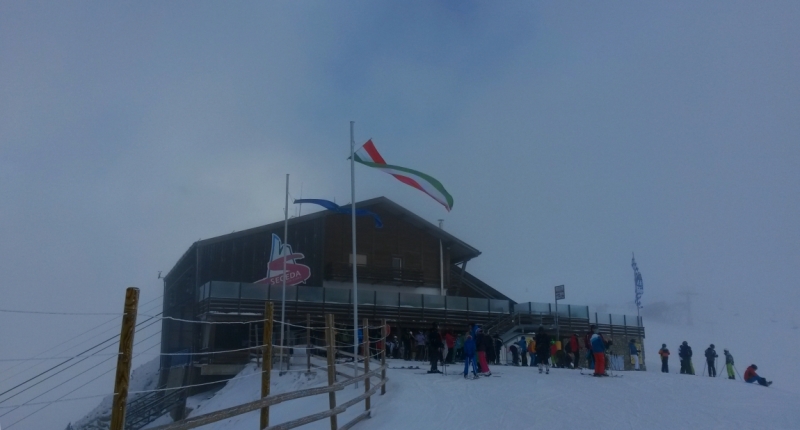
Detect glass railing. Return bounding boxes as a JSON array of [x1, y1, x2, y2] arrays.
[[512, 302, 642, 327], [197, 281, 511, 314]]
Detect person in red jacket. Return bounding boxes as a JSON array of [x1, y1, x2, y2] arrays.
[[744, 364, 772, 387], [569, 333, 581, 369]]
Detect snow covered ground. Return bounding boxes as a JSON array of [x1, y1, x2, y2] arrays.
[[131, 352, 800, 430]]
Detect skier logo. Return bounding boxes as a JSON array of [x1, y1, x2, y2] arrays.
[[255, 234, 311, 285]]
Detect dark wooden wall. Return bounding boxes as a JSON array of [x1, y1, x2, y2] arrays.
[[325, 206, 450, 285]]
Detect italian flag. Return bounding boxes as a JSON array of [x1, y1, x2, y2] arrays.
[[355, 139, 453, 212]]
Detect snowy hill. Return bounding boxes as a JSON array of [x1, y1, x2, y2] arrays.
[[134, 360, 800, 430]]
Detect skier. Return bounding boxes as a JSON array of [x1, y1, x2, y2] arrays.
[[678, 340, 694, 375], [569, 333, 581, 369], [444, 331, 456, 364], [706, 343, 718, 378], [464, 333, 478, 379], [658, 343, 669, 373], [475, 327, 492, 376], [414, 330, 425, 361], [517, 336, 528, 367], [744, 364, 772, 387], [428, 322, 442, 373], [528, 339, 537, 367], [508, 343, 519, 366], [583, 325, 597, 369], [722, 349, 736, 379], [591, 333, 608, 376], [536, 326, 550, 375], [483, 333, 497, 364], [628, 339, 639, 370]]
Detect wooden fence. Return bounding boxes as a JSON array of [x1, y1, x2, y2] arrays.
[[137, 302, 388, 430]]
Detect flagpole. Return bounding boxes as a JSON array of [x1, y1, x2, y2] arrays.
[[278, 173, 289, 374], [439, 219, 444, 295], [350, 121, 358, 382]]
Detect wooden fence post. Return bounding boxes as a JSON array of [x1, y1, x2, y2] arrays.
[[381, 320, 389, 396], [259, 302, 275, 430], [325, 314, 339, 430], [109, 287, 139, 430], [363, 318, 370, 411]]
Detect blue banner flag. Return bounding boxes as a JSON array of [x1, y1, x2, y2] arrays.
[[294, 199, 383, 228], [631, 254, 644, 309]]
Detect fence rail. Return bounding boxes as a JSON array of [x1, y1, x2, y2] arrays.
[[142, 310, 388, 430]]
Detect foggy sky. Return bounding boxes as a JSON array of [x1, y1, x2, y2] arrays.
[[0, 1, 800, 428]]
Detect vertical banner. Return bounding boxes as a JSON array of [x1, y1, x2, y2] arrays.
[[631, 256, 644, 310]]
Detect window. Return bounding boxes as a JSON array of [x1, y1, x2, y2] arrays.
[[348, 254, 367, 266]]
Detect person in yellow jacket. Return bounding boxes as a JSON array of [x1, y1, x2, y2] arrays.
[[528, 338, 536, 367]]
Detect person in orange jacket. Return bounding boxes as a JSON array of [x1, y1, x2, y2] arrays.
[[744, 364, 772, 387], [658, 343, 669, 373]]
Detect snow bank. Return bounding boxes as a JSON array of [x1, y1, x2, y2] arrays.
[[72, 357, 160, 430]]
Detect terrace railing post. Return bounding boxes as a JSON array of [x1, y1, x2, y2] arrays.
[[259, 302, 275, 430], [325, 314, 338, 430], [109, 287, 139, 430], [381, 320, 388, 396], [363, 318, 370, 411]]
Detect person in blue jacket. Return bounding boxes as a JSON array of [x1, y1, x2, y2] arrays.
[[517, 336, 528, 366], [591, 333, 608, 376], [464, 333, 478, 379], [628, 339, 639, 370]]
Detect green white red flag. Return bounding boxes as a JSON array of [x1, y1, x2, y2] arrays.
[[355, 139, 453, 212]]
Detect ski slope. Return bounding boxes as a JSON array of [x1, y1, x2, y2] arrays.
[[134, 360, 800, 430]]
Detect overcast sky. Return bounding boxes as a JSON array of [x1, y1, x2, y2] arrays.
[[0, 1, 800, 428]]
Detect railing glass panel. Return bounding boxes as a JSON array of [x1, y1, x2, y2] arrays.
[[423, 294, 445, 309], [358, 289, 375, 305], [400, 293, 422, 308], [467, 297, 489, 312], [241, 284, 269, 300], [447, 296, 467, 311], [297, 286, 323, 303], [375, 291, 400, 307], [211, 281, 239, 299], [325, 288, 350, 303]]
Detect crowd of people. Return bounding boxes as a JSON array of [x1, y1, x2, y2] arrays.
[[386, 323, 772, 386]]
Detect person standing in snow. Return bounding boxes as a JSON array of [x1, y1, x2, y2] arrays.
[[744, 364, 772, 387], [535, 326, 550, 374], [658, 343, 669, 373], [628, 339, 639, 370], [569, 333, 581, 369], [508, 343, 519, 366], [678, 340, 694, 375], [444, 331, 456, 364], [722, 349, 736, 379], [414, 330, 425, 361], [517, 336, 528, 367], [583, 325, 597, 369], [428, 322, 442, 373], [494, 334, 508, 364], [464, 332, 478, 379], [591, 333, 608, 376], [475, 327, 492, 376], [706, 343, 717, 378]]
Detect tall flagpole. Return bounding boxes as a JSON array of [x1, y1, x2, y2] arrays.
[[439, 219, 444, 295], [350, 121, 358, 382], [278, 173, 289, 374]]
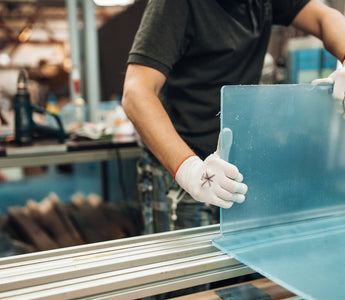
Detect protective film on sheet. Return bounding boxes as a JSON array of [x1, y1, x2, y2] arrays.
[[213, 84, 345, 300]]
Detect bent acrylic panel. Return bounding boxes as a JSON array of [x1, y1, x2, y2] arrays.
[[214, 84, 345, 299]]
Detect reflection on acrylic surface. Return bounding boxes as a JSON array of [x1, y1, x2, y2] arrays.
[[214, 84, 345, 299]]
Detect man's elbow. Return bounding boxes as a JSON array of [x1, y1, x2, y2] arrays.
[[121, 84, 135, 119]]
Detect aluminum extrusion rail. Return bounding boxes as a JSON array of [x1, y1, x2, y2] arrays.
[[0, 225, 253, 300]]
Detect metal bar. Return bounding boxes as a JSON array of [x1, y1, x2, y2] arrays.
[[0, 225, 252, 299], [0, 147, 140, 168], [66, 0, 80, 103], [81, 0, 100, 123]]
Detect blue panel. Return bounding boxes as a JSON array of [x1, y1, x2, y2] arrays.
[[214, 84, 345, 299]]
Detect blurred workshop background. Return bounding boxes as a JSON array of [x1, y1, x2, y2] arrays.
[[0, 0, 344, 256]]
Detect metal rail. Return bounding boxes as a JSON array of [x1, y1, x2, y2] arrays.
[[0, 147, 140, 168], [0, 225, 253, 299]]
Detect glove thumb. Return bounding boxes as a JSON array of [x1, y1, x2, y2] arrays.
[[215, 128, 232, 161]]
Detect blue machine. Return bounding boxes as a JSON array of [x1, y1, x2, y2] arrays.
[[213, 84, 345, 300]]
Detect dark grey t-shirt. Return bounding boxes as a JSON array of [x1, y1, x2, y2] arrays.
[[128, 0, 308, 158]]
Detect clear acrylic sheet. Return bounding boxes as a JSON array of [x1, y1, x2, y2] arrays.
[[213, 84, 345, 300]]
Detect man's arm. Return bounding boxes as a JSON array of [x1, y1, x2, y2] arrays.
[[122, 64, 248, 208], [122, 64, 194, 175], [292, 0, 345, 62]]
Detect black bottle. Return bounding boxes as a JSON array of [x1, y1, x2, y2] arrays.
[[14, 70, 33, 145]]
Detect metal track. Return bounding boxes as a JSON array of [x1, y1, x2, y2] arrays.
[[0, 225, 253, 300]]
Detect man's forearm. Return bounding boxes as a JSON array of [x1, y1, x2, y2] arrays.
[[321, 9, 345, 62], [292, 0, 345, 62], [122, 68, 194, 175]]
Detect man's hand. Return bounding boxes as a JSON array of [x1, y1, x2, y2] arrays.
[[312, 61, 345, 113], [174, 128, 248, 208]]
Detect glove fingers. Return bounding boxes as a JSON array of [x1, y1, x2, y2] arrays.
[[219, 177, 248, 195], [229, 193, 246, 203], [311, 77, 334, 84], [209, 195, 234, 208], [333, 71, 345, 100]]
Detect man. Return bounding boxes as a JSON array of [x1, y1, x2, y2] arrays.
[[122, 0, 345, 230]]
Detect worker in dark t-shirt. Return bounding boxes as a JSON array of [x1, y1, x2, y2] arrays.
[[122, 0, 345, 231]]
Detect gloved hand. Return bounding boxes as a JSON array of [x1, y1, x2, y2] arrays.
[[174, 128, 248, 208], [311, 61, 345, 112]]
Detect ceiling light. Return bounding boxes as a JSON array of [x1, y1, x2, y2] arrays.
[[93, 0, 135, 6]]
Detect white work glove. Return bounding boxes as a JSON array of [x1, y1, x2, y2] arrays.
[[175, 128, 248, 208], [311, 61, 345, 113]]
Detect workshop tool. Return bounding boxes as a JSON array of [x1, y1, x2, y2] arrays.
[[14, 69, 65, 145]]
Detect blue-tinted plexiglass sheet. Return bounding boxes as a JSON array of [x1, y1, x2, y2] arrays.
[[214, 84, 345, 300]]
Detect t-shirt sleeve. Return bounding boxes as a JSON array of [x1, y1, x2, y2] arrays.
[[272, 0, 309, 26], [127, 0, 189, 76]]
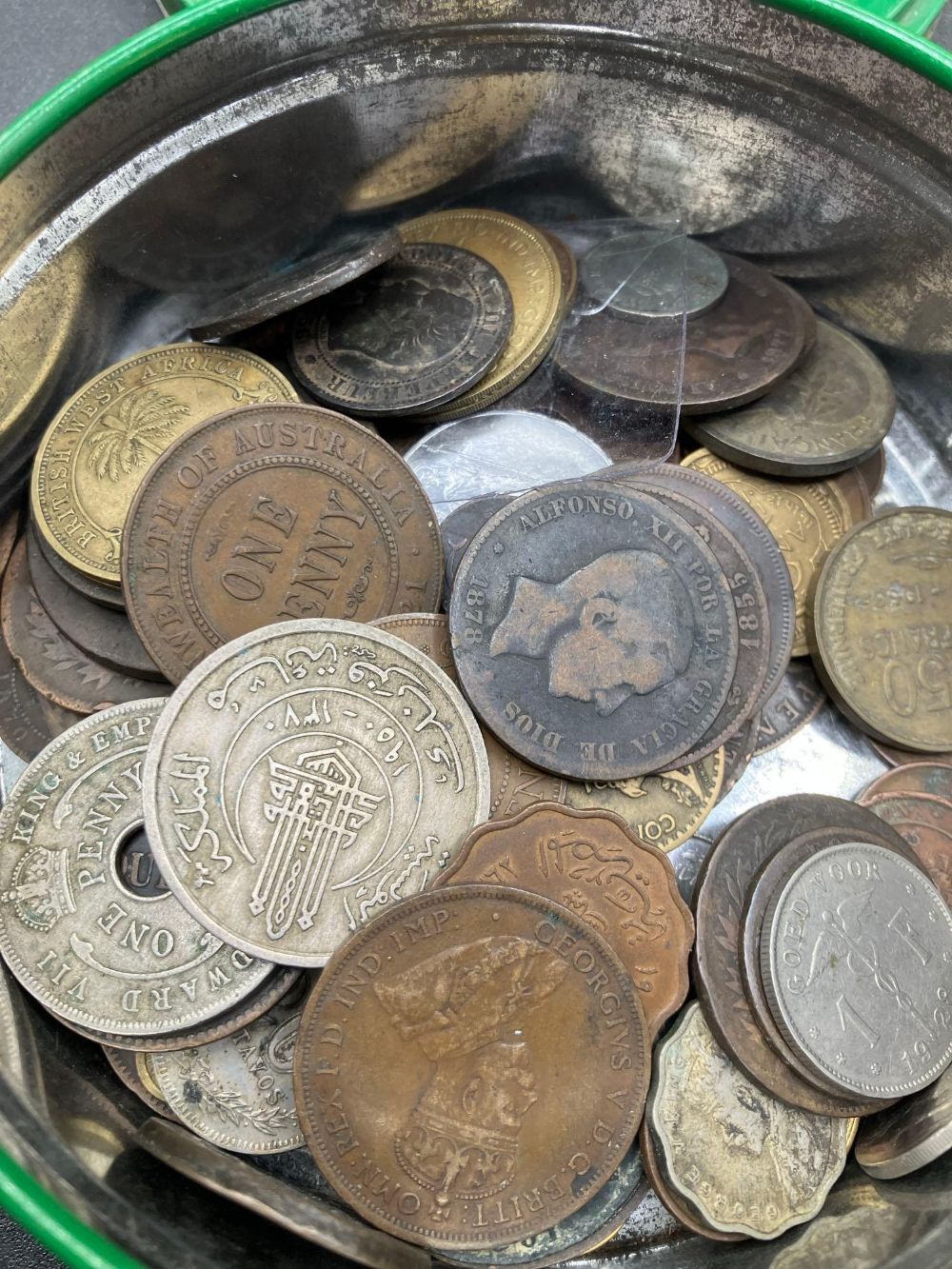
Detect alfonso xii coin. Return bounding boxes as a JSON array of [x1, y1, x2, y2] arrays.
[[145, 621, 488, 965]]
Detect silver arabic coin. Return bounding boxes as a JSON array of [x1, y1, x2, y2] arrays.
[[0, 699, 273, 1037], [404, 410, 612, 521], [144, 620, 488, 965], [761, 843, 952, 1098]]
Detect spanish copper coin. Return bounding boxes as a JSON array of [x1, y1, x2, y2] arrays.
[[122, 405, 443, 683], [449, 479, 738, 781], [555, 255, 816, 415], [289, 243, 513, 416], [754, 661, 826, 756], [434, 803, 694, 1040], [294, 885, 650, 1253], [190, 229, 403, 339], [812, 506, 952, 752], [0, 540, 171, 714], [26, 533, 163, 680], [685, 321, 896, 477], [692, 793, 907, 1116]]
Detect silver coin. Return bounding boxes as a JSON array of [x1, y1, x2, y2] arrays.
[[144, 620, 488, 965], [404, 410, 612, 521], [191, 229, 404, 339], [0, 699, 273, 1036], [580, 229, 727, 321], [761, 843, 952, 1098]]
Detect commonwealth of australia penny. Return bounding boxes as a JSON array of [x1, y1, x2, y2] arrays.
[[685, 321, 896, 476], [812, 506, 952, 752], [449, 480, 738, 781], [437, 803, 694, 1038], [290, 243, 513, 415], [294, 885, 650, 1253], [122, 405, 443, 683], [761, 842, 952, 1098], [0, 701, 271, 1036], [555, 255, 816, 414], [144, 620, 488, 965], [30, 344, 297, 585]]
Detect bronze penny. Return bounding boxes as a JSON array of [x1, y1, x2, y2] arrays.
[[0, 538, 171, 714], [434, 803, 694, 1040], [692, 793, 907, 1117], [122, 405, 443, 683], [26, 533, 163, 679], [555, 255, 816, 414], [294, 885, 650, 1253]]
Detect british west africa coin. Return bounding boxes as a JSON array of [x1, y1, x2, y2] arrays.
[[145, 621, 488, 965]]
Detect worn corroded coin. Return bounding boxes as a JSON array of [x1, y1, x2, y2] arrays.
[[645, 1002, 853, 1239], [294, 885, 648, 1253], [812, 506, 952, 752], [435, 803, 694, 1040], [685, 321, 896, 477], [0, 701, 270, 1038], [122, 405, 443, 683], [761, 842, 952, 1098], [144, 621, 488, 965], [449, 480, 738, 781], [30, 344, 297, 585], [683, 449, 849, 656]]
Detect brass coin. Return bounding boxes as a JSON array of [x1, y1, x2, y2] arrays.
[[122, 405, 443, 683], [683, 449, 849, 656], [294, 885, 650, 1251], [684, 321, 896, 477], [400, 207, 564, 422], [30, 344, 297, 585], [812, 506, 952, 752]]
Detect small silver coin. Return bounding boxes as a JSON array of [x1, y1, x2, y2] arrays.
[[404, 410, 612, 521], [582, 229, 727, 321], [761, 843, 952, 1098]]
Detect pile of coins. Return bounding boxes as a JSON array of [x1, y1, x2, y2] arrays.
[[0, 208, 952, 1266]]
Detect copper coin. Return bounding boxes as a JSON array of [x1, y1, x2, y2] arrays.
[[294, 885, 650, 1251], [555, 255, 816, 414], [434, 803, 694, 1040], [0, 538, 171, 714], [692, 793, 907, 1117], [26, 533, 163, 680], [122, 405, 443, 683]]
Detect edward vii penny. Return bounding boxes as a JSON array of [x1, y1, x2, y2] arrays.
[[294, 885, 650, 1253], [144, 621, 488, 965]]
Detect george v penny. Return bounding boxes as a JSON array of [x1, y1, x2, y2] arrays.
[[449, 480, 738, 781], [122, 405, 443, 683], [434, 803, 694, 1040], [294, 885, 650, 1254]]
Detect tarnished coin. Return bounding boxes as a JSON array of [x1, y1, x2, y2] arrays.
[[449, 480, 738, 781], [555, 255, 816, 415], [0, 540, 170, 713], [582, 229, 727, 321], [400, 207, 564, 420], [0, 701, 270, 1040], [30, 344, 297, 585], [812, 506, 952, 752], [122, 405, 443, 683], [144, 621, 488, 965], [761, 842, 952, 1098], [645, 1002, 853, 1239], [683, 449, 849, 656], [294, 885, 650, 1253], [435, 803, 694, 1040], [684, 321, 896, 476], [191, 229, 403, 339], [754, 661, 826, 755], [856, 1071, 952, 1180], [404, 410, 612, 521]]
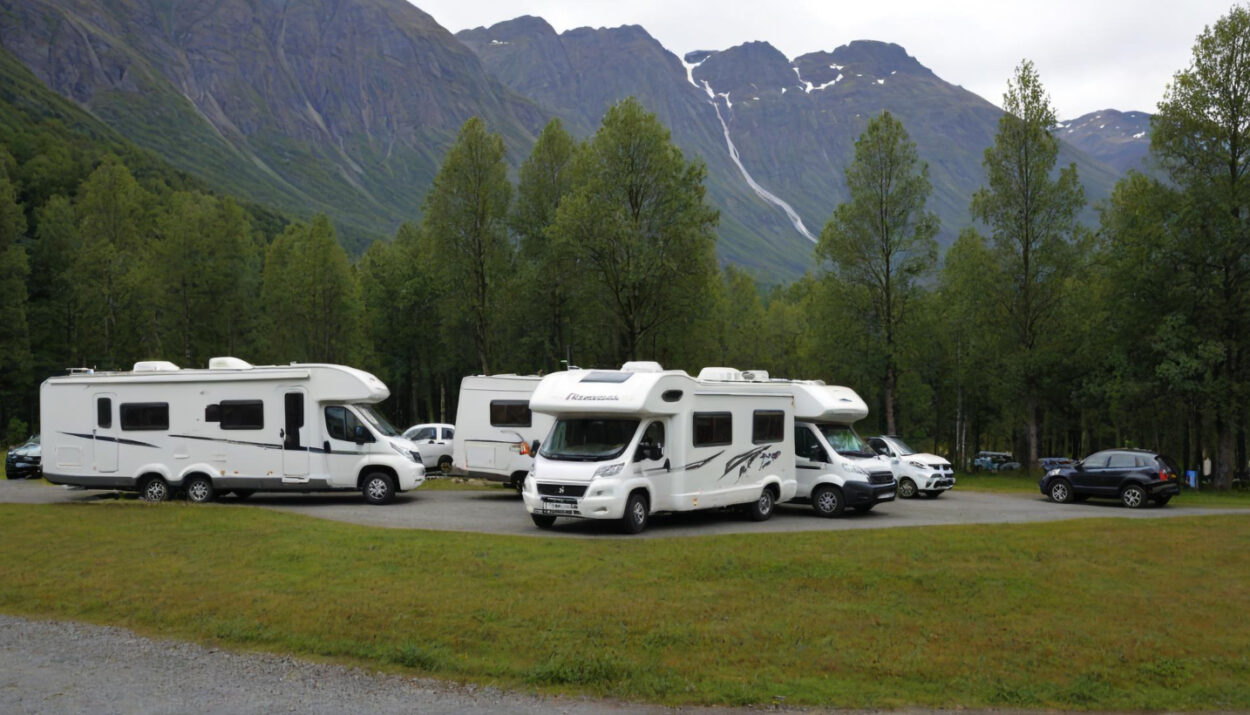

▶ TASK TO COMPLETE
Reproduce verbatim the lines of the items beginning with the line that contains "Detect blue banner" and running through the line that contains "[[528, 338, 536, 367]]", including both of those lines.

▶ EXPECTED ANSWER
Detect blue banner flag. Return bounding boxes as a JSON array of [x1, y1, x2, y2] arrays.
[[294, 199, 383, 228], [631, 254, 644, 309]]
Detect fence rail. Return bounding boxes as a JSON array of [x1, y1, x2, y2] arrays.
[[142, 310, 388, 430]]
Detect foggy sky. Return bounding boxes as a JSON array of [x1, y1, x2, y2] arrays.
[[0, 1, 800, 428]]
Detect vertical banner. Return bounding boxes as a JSON array of [x1, y1, x2, y2] arrays.
[[631, 256, 644, 310]]
Detect window. Return bounding boxes as a JSON array of [x1, y1, x2, y2] arrays.
[[348, 254, 367, 266]]
Detect person in yellow jacket. Return bounding boxes as a JSON array of [x1, y1, x2, y2] arrays.
[[528, 338, 536, 367]]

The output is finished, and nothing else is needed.